Saved entries:
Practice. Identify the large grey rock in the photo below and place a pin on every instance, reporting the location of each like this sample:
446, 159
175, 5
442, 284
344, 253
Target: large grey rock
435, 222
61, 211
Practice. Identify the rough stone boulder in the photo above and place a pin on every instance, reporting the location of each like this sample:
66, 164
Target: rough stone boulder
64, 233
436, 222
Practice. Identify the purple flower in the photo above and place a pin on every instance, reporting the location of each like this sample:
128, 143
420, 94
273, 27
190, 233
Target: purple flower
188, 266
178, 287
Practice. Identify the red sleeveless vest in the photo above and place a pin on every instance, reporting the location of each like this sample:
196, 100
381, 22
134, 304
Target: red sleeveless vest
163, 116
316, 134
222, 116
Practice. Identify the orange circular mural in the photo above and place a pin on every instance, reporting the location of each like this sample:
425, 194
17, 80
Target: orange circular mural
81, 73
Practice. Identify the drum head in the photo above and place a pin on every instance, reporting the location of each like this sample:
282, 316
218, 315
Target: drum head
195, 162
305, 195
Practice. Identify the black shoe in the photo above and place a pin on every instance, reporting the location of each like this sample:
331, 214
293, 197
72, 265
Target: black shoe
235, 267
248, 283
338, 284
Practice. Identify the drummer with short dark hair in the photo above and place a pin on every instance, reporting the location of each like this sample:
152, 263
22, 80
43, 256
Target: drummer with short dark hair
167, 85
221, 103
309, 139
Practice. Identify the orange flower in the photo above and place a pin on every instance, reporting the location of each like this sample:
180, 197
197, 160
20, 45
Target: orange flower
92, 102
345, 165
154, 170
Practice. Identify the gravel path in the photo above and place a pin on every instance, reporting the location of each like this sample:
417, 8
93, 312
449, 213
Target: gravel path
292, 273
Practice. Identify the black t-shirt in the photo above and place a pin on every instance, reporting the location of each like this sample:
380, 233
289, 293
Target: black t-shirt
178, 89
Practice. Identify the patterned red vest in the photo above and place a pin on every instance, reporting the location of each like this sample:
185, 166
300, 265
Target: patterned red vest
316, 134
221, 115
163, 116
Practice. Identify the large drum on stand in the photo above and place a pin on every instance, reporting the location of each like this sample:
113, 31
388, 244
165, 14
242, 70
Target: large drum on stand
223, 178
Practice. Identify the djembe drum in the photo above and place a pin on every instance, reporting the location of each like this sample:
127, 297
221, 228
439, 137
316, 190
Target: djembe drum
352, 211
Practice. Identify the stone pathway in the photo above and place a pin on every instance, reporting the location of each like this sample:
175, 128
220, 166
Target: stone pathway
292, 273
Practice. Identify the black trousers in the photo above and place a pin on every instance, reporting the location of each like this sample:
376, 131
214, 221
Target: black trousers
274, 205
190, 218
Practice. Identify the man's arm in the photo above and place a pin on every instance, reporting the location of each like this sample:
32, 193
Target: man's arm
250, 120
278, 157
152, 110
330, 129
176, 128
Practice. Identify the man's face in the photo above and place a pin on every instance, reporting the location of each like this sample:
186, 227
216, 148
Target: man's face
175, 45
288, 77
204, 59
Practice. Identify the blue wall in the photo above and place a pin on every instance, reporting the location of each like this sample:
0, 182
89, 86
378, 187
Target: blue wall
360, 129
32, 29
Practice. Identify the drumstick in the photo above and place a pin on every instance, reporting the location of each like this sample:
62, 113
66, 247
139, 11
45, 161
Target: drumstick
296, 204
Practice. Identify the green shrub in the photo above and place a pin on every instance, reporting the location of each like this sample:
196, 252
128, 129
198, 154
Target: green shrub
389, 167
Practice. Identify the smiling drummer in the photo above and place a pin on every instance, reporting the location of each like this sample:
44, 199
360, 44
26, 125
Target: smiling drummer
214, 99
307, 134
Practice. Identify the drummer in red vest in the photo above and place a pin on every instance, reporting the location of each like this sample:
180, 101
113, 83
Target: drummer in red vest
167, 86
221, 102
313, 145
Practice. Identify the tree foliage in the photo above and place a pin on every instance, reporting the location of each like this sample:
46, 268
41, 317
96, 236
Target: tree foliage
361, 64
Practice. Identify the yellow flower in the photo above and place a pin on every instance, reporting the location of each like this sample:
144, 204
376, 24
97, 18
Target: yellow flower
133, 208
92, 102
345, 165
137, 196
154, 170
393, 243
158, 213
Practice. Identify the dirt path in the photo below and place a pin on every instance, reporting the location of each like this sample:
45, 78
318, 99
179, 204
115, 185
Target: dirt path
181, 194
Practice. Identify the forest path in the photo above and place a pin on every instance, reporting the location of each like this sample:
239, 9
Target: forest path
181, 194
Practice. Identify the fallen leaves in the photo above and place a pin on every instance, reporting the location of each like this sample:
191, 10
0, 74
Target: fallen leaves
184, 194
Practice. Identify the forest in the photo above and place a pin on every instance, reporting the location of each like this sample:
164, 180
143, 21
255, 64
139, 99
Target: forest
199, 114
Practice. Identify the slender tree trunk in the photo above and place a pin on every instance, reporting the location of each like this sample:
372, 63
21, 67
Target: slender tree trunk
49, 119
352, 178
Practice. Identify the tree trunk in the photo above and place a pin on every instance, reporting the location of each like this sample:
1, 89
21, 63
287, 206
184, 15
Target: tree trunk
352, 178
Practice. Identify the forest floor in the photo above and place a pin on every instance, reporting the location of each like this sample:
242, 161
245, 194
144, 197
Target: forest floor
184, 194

PROBLEM DETAILS: In full and without alteration, copy the entries.

ANSWER AREA:
Practice. Identify the large grey rock in the photo below and place a pin on every instance, reporting the location of each like this sample:
446, 159
175, 5
442, 284
344, 253
Target: large grey rock
435, 222
61, 211
Practice. Identify the rough stone boulder in the photo above and place a pin on every instance, reporting the location of each like this sample:
66, 164
Target: rough stone boulder
64, 233
436, 222
Practice. Identify the purple flower in the photo above and place a pin on every instance, reporting the location of each like this sample:
128, 143
420, 94
273, 27
190, 233
Target: purple flower
188, 266
178, 287
Practice. Identify the red sleeveless vest in the photo above and place a pin on every instance, reporting the location of each like this sample:
196, 100
381, 22
134, 304
Target: red sleeveless vest
163, 116
316, 134
222, 116
Practice. Identify the orange circular mural in the photo above and place a pin on every instance, reporting the location of each like this sample:
425, 194
17, 80
Target: orange circular mural
81, 73
Practice. Identify the drum head in the photo above and place a pin on every instance, reporting the location of each like this sample:
282, 316
218, 315
Target: drum head
195, 162
305, 195
Practice. Identify the black shoe in the photo above and place a pin on every instance, reporting the location of each like this sample:
331, 214
293, 197
72, 265
Target: black shoe
235, 267
248, 283
338, 284
Practice. Identify the drummer with short dark hair in the photo above and place a pin on every instance, reporting the location of each like this sample:
152, 263
22, 80
43, 256
Target: drummer with short dark hair
167, 85
221, 103
309, 139
Practice. Identify the orange flower in the photo above and place a pin on every instance, reporting the location of each like this sample:
180, 197
197, 160
20, 45
Target: orange flower
92, 102
345, 165
154, 170
Practice. Identify the gravel path in the photo above and place a pin on every instance, reporting the location of each like this sample:
417, 8
93, 312
449, 213
Target: gravel path
292, 273
Practice. Identify the black t-shirt in the photo above and place a pin on every instance, reporting the location of each like this sample:
380, 233
289, 293
Target: black t-shirt
178, 89
Practice. Identify the patterned red vest in the photo above and place a pin on every instance, reporting the location of each like this sample:
185, 166
300, 265
Target: patterned red vest
316, 134
221, 115
163, 116
Practice. Identify the large drum on stand in the photo above and place a pin on every instance, reporting the location of each like this sample:
113, 31
388, 244
165, 14
242, 70
Target: large drum on stand
223, 178
Practice. Identify the djembe drum in the photo above and place a pin on every instance, reporting the location of each like this sample:
127, 297
221, 228
439, 137
316, 190
Target: djembe drum
352, 211
Practice. Identify the stone pathway in the photo above and place a pin on every instance, reporting the location of each like this sample:
175, 128
220, 166
Target: stone pathway
292, 273
Practice. Identify the black trousers in the photo above and place a pin on every instance, reporting the location of each like this sample:
376, 131
214, 221
Target: black trousers
274, 205
190, 218
Practice. Identify the man's arm in the photo above and place a pin on every instance, reporting the location of each like this sample:
32, 193
Target: man's arm
250, 120
278, 157
152, 110
330, 129
176, 128
Practice. Identify the man's face in the photo above and place a pin on every instance, reporting the location of each like this sample:
186, 227
216, 148
Target: man's face
175, 45
288, 77
204, 59
Practice. Identify the blue wall in the photo above and place a pin on every instance, reporting the location of each like this sample:
0, 182
89, 86
378, 187
Target: blue wall
360, 129
32, 29
Practice. Identify the drumstick in the photo above and place a pin on every instance, reporting the location of each like this sample:
62, 113
66, 247
139, 11
45, 161
Target: drumstick
296, 204
Practice. Identify the green shrub in the photo above and place a pin on every instance, reporting the location of each like this sample:
196, 252
128, 129
198, 154
Target: green shrub
389, 167
Practice. Identify the smiling drummer in the photo above and place a pin on every instance, reporting the location of each like this sample:
44, 199
360, 44
26, 125
Target: smiling drummer
214, 99
307, 134
Practice. Identify the drummer in red vest in the photo above and place a pin on every instance, reporting the location of each like this sample:
180, 101
113, 83
Target: drummer in red vest
167, 86
221, 102
313, 145
Practice. Identify the tree foliage in the photo above and place a pin on every instance, reporting the location of each like this sample:
46, 268
41, 317
96, 236
Target: tree foliage
361, 64
Practice. Identify the yellow flower in the photo above and place a pin on every instance, reporting the location of each like this sample:
144, 204
376, 24
97, 18
Target: yellow flower
133, 208
92, 102
345, 165
137, 196
154, 170
393, 243
158, 213
Practice. Identify the dirt path in the photo below and place a pin on every instance, reporting the location of each like this sample:
45, 78
318, 99
179, 204
115, 185
Target: dirt path
181, 194
Practice. Identify the forest path in the photo above and place a pin on every instance, reporting the location of each like this sample:
239, 9
Target: forest path
181, 194
Practice. Identify the fallen leaves in the photo above and place a pin on every instance, reporting the location of each like this sample:
191, 10
0, 74
Target: fallen leaves
184, 194
Practice. Identify the forest in the photo above and place a pin on every instance, reporting the location of each like this sample:
164, 180
143, 21
255, 64
139, 99
Target: forest
199, 114
Practice. Identify the slender tree trunk in the photo above and place a pin on every instance, reporting the location of each like this sample:
372, 63
21, 67
Target: slender tree trunk
49, 119
352, 178
Practice. Identify the tree trunk in the photo above and place a pin on every instance, reporting the location of each like this sample:
1, 89
21, 63
287, 206
184, 15
Target: tree trunk
352, 178
Practice. Identify the forest floor in the photo above and place a pin on every instance, reporting the location of each like this sample:
242, 161
245, 194
144, 197
Target: forest floor
184, 194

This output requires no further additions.